* _What you are asked to do_
According to the article on Canadian small-cap stocks, by how much did the S&P/TSX Small Cap Index rise between March 31 and Sept. 30?

* _Extract provided_
────────

Canadian small cap names have outperformed their large-cap peers in recent months, but the upstaging is likely to be short-lived and investors should be cautious and selective about what they own, said BMO Nesbitt Burns chief investment strategist Brian Belski.
“There is no denying the recent outperformance of small stocks relative to their larger cap brethren over the last few quarters,” Mr. Belski wrote in an Oct. 22 report.
“While the outperformance is certainly encouraging after the consistent underperformance over the past few years, we are skeptical about the sustainability and believe it is likely premature to shift weight toward smaller capitalization names.”
The small cap underperformance reached an “extreme” six months ago, heading into March, he said, but adds small caps have been in a “decade-long underperformance trend” compared to large caps. “Recent outperformance is more likely a reversion from oversold levels, in our opinion,” Mr. Belski wrote.
The S&P/TSX Small Cap Index is up 45.9 per cent over the last six months, between March 31 to Sept. 30, “significantly outpacing” the S&P/TSX Composite Index’s 20.5-per-cent rise over the same period, Mr. Belksi pointed out.

────────

* _Given records_
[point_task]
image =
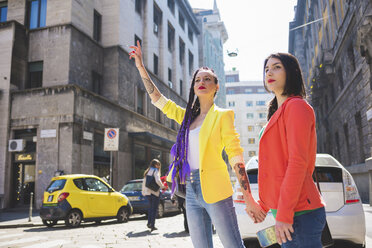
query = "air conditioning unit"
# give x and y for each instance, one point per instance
(17, 145)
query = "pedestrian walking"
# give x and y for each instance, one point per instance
(152, 195)
(287, 151)
(205, 131)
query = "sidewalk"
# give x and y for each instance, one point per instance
(13, 219)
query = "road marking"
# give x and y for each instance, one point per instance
(19, 241)
(11, 235)
(53, 243)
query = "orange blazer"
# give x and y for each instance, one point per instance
(287, 153)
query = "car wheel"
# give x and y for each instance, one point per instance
(73, 218)
(160, 211)
(50, 223)
(123, 215)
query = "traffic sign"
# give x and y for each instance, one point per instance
(111, 139)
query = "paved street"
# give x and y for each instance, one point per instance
(170, 233)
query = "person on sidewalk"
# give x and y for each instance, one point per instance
(197, 158)
(152, 196)
(287, 152)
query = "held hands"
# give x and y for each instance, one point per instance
(137, 55)
(255, 211)
(283, 232)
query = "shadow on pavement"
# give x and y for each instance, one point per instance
(176, 235)
(141, 234)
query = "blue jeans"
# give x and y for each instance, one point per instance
(200, 216)
(307, 230)
(152, 211)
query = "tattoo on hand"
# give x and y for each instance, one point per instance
(148, 85)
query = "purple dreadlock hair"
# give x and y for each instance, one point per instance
(179, 150)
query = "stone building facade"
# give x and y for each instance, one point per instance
(213, 36)
(332, 40)
(65, 75)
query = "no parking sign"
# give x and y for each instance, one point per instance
(111, 139)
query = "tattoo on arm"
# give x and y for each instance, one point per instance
(243, 178)
(149, 85)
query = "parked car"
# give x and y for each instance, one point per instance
(76, 198)
(132, 190)
(344, 208)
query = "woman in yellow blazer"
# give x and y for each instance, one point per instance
(205, 130)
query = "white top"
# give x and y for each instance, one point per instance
(193, 149)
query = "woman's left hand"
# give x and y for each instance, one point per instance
(283, 232)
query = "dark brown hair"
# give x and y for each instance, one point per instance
(294, 83)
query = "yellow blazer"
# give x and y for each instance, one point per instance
(217, 132)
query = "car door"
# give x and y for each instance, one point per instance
(101, 202)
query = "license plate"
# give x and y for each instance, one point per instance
(133, 198)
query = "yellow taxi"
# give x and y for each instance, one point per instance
(74, 198)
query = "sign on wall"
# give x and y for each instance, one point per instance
(111, 139)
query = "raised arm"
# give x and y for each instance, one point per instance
(151, 88)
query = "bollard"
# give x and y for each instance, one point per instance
(30, 213)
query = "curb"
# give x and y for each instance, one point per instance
(20, 225)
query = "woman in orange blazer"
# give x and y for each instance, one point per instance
(287, 153)
(205, 130)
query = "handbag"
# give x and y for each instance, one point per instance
(151, 182)
(327, 239)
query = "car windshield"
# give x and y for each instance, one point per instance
(137, 186)
(56, 185)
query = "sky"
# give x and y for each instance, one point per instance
(256, 28)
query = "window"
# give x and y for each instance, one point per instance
(191, 62)
(96, 82)
(358, 122)
(37, 13)
(156, 63)
(340, 77)
(35, 75)
(181, 87)
(157, 115)
(170, 37)
(95, 185)
(350, 54)
(3, 12)
(97, 25)
(181, 20)
(170, 78)
(182, 51)
(230, 91)
(191, 35)
(171, 6)
(138, 7)
(140, 98)
(136, 38)
(157, 19)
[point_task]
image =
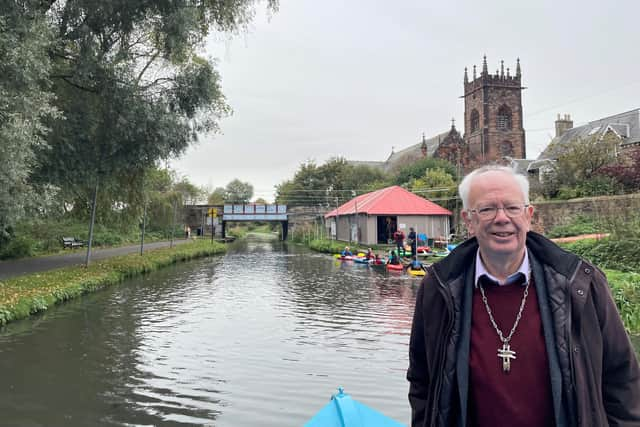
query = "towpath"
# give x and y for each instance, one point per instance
(18, 267)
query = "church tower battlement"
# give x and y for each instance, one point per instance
(493, 128)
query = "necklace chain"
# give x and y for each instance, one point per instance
(515, 324)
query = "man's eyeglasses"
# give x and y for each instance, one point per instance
(490, 212)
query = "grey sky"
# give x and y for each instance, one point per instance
(353, 78)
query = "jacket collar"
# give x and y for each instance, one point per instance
(547, 253)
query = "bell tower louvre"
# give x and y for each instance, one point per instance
(493, 127)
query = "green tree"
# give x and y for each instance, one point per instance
(436, 185)
(27, 101)
(417, 170)
(131, 86)
(217, 196)
(578, 171)
(238, 192)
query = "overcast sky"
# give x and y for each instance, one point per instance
(354, 78)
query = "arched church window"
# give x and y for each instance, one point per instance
(475, 120)
(506, 149)
(503, 120)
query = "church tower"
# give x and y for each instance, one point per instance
(492, 117)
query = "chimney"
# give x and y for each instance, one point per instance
(563, 124)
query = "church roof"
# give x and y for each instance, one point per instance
(625, 125)
(414, 152)
(393, 200)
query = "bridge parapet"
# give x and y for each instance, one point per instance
(253, 212)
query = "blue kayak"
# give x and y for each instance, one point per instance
(343, 411)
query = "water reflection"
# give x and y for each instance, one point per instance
(260, 336)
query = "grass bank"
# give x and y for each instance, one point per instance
(25, 295)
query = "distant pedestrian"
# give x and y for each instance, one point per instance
(398, 236)
(413, 241)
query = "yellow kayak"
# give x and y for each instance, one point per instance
(420, 272)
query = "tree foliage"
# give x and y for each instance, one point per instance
(24, 90)
(625, 170)
(238, 192)
(217, 196)
(578, 171)
(418, 169)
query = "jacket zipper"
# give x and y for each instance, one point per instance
(441, 351)
(573, 409)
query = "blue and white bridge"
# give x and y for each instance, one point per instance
(253, 212)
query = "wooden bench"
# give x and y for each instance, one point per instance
(71, 242)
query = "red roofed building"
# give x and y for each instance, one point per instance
(372, 218)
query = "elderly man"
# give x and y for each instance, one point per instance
(511, 330)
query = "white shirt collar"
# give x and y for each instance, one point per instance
(481, 270)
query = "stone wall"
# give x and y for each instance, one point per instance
(561, 212)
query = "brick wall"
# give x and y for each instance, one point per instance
(553, 213)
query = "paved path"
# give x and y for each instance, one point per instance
(12, 268)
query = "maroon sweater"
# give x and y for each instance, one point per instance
(522, 396)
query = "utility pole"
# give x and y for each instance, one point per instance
(337, 218)
(173, 222)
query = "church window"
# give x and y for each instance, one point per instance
(506, 149)
(475, 120)
(503, 120)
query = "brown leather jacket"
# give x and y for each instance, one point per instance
(598, 377)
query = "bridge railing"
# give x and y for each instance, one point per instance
(253, 212)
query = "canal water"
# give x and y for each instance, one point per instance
(261, 336)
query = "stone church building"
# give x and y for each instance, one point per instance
(493, 128)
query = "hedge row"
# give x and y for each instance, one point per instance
(29, 294)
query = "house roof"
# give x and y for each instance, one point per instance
(393, 200)
(625, 125)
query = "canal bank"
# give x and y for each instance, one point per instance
(28, 294)
(260, 336)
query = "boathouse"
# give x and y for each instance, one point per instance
(372, 218)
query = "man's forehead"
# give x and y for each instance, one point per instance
(493, 184)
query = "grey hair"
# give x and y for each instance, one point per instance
(465, 185)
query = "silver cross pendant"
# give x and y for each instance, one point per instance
(507, 354)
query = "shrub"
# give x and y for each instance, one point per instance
(611, 253)
(580, 225)
(18, 247)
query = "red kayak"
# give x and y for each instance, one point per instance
(395, 267)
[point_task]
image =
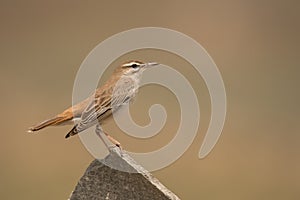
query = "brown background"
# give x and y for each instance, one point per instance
(254, 43)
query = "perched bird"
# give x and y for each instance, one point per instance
(118, 90)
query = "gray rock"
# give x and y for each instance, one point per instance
(118, 176)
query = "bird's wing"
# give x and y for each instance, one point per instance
(103, 103)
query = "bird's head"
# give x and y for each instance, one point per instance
(134, 67)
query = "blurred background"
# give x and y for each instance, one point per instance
(255, 44)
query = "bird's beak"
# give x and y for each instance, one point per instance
(151, 64)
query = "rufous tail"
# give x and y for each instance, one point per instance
(50, 122)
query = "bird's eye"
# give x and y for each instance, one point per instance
(134, 65)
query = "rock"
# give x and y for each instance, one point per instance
(117, 176)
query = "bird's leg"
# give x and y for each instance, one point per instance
(98, 132)
(113, 140)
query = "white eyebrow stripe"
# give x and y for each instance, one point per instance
(129, 64)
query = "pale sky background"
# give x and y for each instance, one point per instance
(255, 44)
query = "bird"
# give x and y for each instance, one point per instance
(119, 90)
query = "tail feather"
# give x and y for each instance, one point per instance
(53, 121)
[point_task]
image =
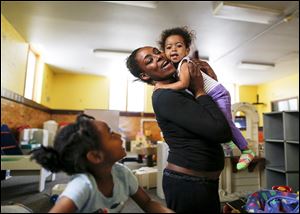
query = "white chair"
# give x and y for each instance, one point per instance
(22, 165)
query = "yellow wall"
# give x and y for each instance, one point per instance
(148, 99)
(14, 51)
(284, 88)
(279, 89)
(78, 92)
(47, 87)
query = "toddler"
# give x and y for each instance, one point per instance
(88, 150)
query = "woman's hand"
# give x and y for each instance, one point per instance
(196, 80)
(205, 67)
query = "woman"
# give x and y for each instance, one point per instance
(193, 127)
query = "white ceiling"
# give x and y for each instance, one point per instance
(67, 33)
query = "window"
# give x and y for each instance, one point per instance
(290, 104)
(126, 94)
(30, 75)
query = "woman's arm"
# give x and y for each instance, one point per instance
(182, 83)
(64, 205)
(147, 204)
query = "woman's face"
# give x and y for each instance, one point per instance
(155, 64)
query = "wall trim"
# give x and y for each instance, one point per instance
(12, 96)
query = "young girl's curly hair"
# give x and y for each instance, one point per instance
(71, 145)
(187, 35)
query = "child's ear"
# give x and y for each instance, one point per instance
(187, 51)
(95, 157)
(144, 76)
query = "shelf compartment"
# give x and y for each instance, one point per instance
(291, 126)
(274, 154)
(291, 157)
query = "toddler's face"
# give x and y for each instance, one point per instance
(175, 48)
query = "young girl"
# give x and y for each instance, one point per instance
(176, 44)
(89, 150)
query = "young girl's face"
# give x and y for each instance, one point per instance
(175, 48)
(111, 142)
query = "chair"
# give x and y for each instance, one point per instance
(21, 164)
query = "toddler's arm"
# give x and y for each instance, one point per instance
(182, 83)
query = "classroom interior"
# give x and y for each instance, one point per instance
(60, 59)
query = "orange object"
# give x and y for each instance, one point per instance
(282, 188)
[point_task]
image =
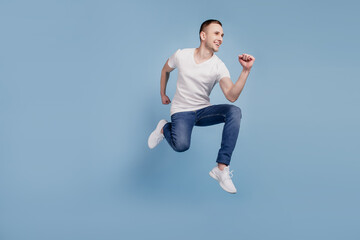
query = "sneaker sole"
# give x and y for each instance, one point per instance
(213, 175)
(153, 133)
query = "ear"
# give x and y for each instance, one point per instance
(202, 35)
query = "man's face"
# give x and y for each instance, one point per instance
(214, 36)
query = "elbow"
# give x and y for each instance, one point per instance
(231, 99)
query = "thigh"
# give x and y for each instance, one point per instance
(212, 115)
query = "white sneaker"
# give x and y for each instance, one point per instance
(156, 136)
(224, 178)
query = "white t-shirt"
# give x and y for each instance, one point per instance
(195, 81)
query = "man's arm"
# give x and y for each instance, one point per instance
(165, 74)
(232, 91)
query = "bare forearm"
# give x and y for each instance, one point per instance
(236, 89)
(163, 82)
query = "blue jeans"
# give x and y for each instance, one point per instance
(178, 131)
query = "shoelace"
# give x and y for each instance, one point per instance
(161, 137)
(228, 174)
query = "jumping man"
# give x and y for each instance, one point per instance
(199, 69)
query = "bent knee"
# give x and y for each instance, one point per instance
(235, 112)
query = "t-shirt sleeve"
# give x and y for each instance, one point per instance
(222, 72)
(173, 60)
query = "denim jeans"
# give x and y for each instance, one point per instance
(178, 131)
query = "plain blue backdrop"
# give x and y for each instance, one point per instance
(79, 95)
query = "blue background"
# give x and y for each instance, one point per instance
(79, 95)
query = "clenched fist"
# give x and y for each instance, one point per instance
(246, 61)
(165, 99)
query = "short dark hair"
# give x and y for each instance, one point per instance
(207, 23)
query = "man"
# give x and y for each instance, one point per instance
(198, 71)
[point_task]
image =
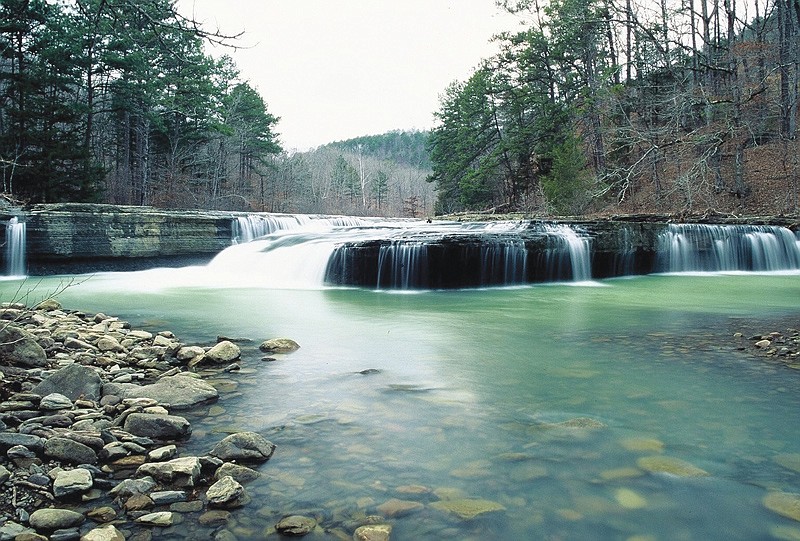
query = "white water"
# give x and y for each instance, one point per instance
(15, 247)
(720, 248)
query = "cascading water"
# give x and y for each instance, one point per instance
(715, 248)
(15, 247)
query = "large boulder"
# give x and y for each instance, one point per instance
(19, 347)
(244, 446)
(73, 381)
(224, 352)
(67, 450)
(178, 391)
(159, 427)
(279, 345)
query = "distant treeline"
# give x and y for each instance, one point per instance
(668, 105)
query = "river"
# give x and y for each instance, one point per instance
(545, 404)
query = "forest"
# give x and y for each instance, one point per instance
(628, 106)
(590, 106)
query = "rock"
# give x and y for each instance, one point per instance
(240, 473)
(73, 381)
(70, 451)
(160, 454)
(55, 519)
(55, 401)
(223, 352)
(786, 504)
(167, 497)
(109, 343)
(296, 525)
(11, 439)
(373, 532)
(102, 514)
(187, 353)
(180, 472)
(629, 499)
(279, 345)
(226, 493)
(162, 518)
(160, 427)
(671, 466)
(244, 446)
(179, 391)
(467, 508)
(19, 347)
(72, 482)
(129, 487)
(48, 305)
(104, 533)
(398, 508)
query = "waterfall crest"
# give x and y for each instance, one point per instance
(15, 247)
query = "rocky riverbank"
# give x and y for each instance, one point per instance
(91, 431)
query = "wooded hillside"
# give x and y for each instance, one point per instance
(628, 106)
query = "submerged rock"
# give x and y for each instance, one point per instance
(786, 504)
(279, 345)
(467, 508)
(246, 446)
(671, 466)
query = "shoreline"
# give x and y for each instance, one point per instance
(135, 483)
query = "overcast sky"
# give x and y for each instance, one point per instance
(337, 69)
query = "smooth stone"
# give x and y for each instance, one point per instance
(223, 352)
(179, 391)
(279, 345)
(109, 532)
(226, 492)
(55, 519)
(73, 381)
(67, 450)
(397, 508)
(161, 518)
(671, 466)
(71, 482)
(629, 499)
(160, 454)
(167, 497)
(786, 504)
(180, 472)
(102, 514)
(19, 347)
(240, 473)
(245, 446)
(467, 508)
(160, 427)
(214, 517)
(373, 532)
(55, 401)
(296, 525)
(647, 445)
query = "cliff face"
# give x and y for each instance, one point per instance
(95, 237)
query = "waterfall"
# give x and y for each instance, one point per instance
(569, 257)
(403, 265)
(254, 226)
(714, 248)
(15, 247)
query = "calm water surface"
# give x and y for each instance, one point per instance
(464, 393)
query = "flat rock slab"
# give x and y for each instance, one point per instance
(179, 391)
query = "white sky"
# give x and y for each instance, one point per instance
(337, 69)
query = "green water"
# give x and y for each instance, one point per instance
(467, 391)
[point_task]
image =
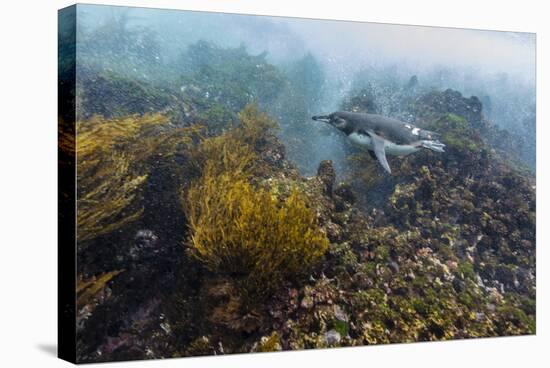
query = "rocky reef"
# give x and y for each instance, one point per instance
(212, 242)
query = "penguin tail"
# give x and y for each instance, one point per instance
(436, 146)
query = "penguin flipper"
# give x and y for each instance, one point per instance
(379, 146)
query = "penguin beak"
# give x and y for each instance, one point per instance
(323, 118)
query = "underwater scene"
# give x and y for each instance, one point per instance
(251, 183)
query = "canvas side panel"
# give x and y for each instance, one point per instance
(66, 185)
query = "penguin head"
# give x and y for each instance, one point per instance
(336, 119)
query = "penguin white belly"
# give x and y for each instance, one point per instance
(391, 148)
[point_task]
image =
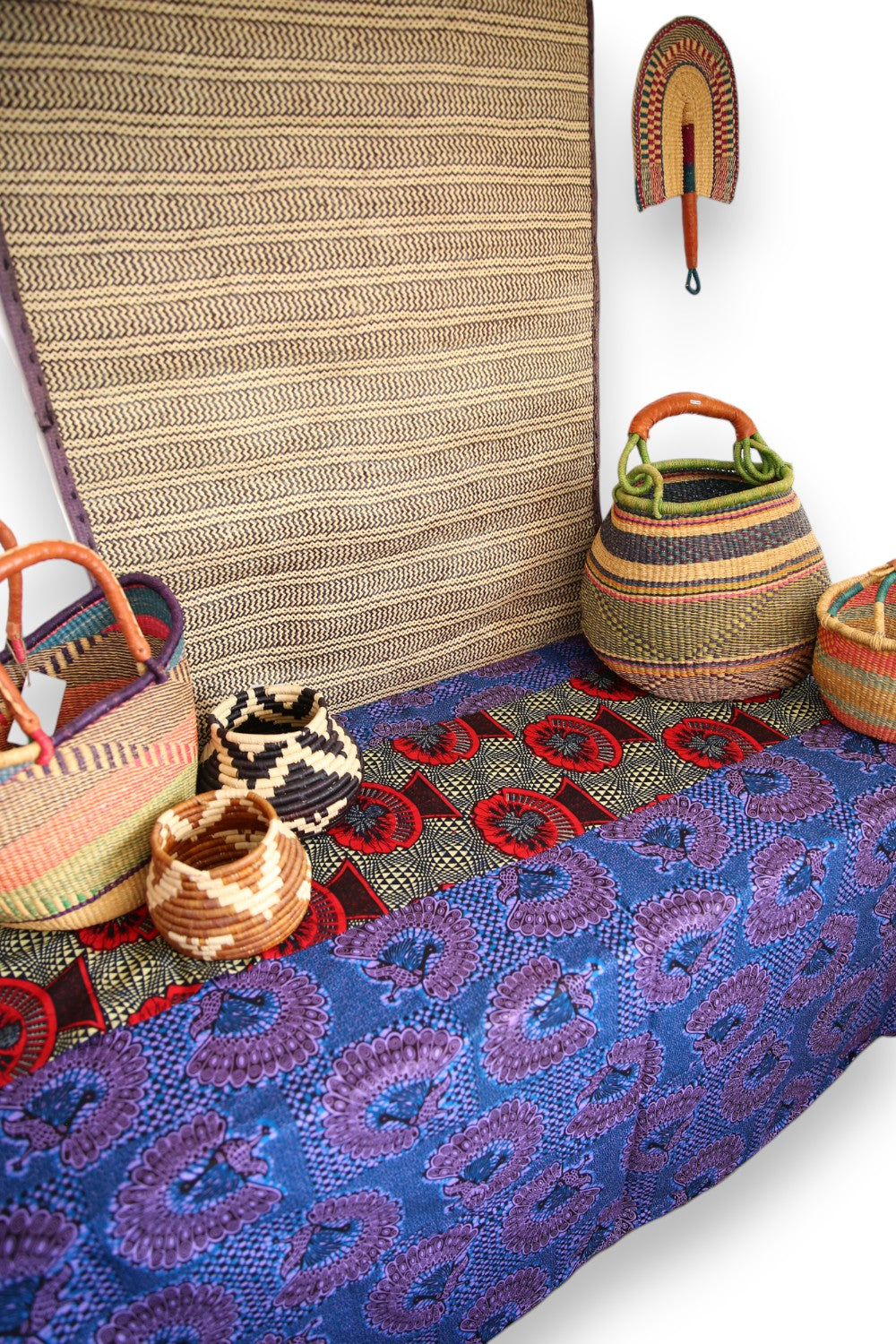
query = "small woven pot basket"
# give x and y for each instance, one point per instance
(855, 663)
(284, 744)
(228, 879)
(702, 581)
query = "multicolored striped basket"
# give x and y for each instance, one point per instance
(855, 663)
(228, 878)
(77, 804)
(702, 581)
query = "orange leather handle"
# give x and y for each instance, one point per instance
(13, 616)
(691, 403)
(13, 564)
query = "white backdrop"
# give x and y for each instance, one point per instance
(793, 324)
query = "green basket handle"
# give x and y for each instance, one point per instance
(887, 575)
(646, 478)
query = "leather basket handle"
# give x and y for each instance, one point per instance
(13, 616)
(691, 403)
(11, 566)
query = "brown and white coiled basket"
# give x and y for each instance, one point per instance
(228, 879)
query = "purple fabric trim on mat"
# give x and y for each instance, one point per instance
(40, 402)
(110, 702)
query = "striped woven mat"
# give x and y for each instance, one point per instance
(306, 296)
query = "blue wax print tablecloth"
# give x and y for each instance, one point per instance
(418, 1131)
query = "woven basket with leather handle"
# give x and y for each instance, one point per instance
(78, 801)
(702, 581)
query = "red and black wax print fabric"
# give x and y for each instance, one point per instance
(461, 776)
(417, 1131)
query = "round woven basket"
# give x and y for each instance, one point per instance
(228, 879)
(284, 744)
(855, 661)
(702, 580)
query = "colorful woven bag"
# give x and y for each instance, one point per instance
(702, 581)
(77, 806)
(855, 660)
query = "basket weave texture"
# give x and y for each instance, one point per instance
(855, 661)
(702, 580)
(311, 292)
(284, 744)
(77, 806)
(228, 878)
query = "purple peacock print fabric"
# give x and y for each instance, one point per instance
(418, 1131)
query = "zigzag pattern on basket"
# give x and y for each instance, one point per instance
(282, 744)
(228, 878)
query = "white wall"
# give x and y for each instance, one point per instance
(793, 324)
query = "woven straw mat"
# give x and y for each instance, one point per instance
(306, 293)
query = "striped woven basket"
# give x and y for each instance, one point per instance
(702, 581)
(855, 660)
(284, 744)
(78, 801)
(228, 878)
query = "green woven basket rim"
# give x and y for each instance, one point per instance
(702, 508)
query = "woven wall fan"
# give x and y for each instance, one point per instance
(684, 124)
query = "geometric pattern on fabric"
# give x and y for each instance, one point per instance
(500, 762)
(424, 1128)
(309, 290)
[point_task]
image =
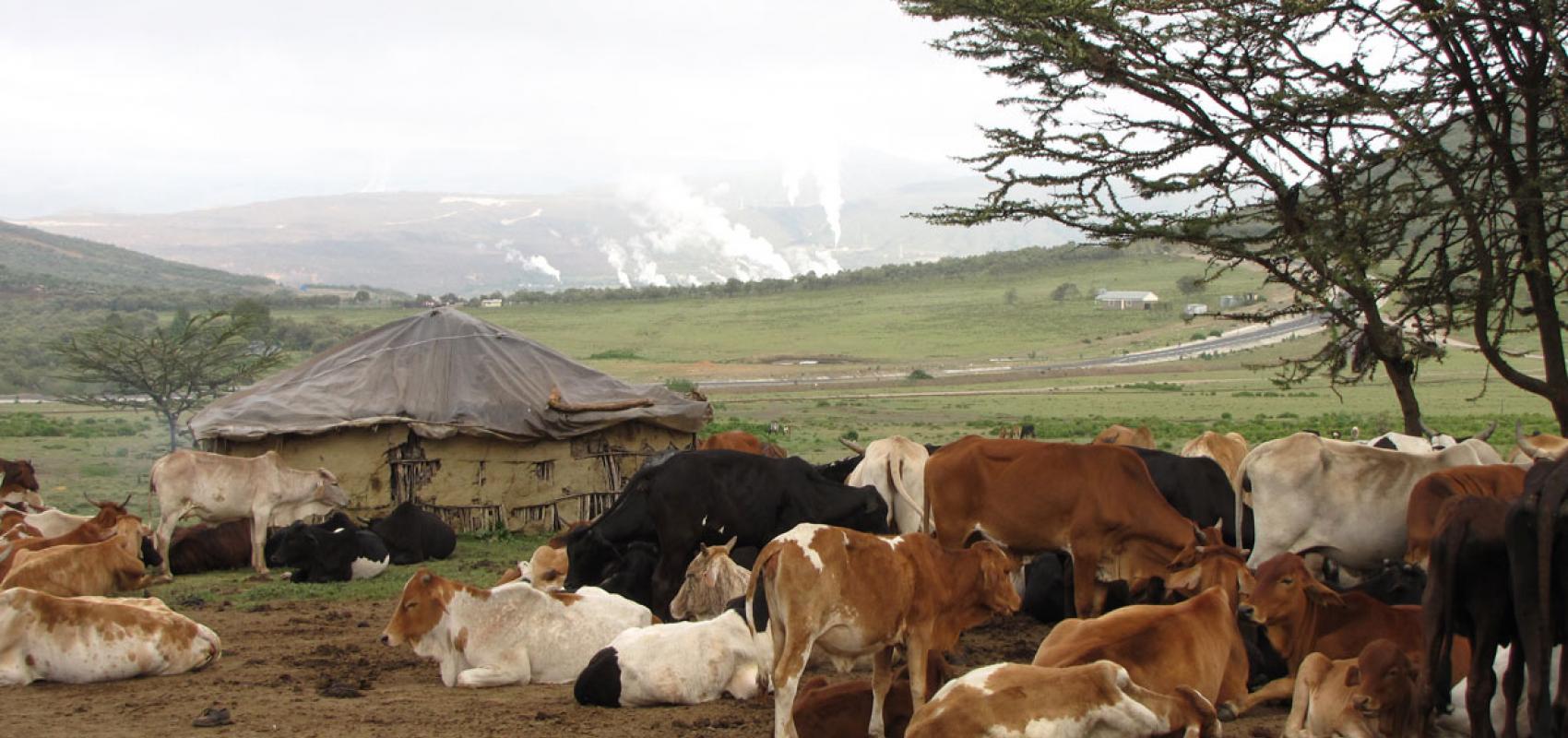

────────

* _Response to this exercise_
It rose 45.9 percent.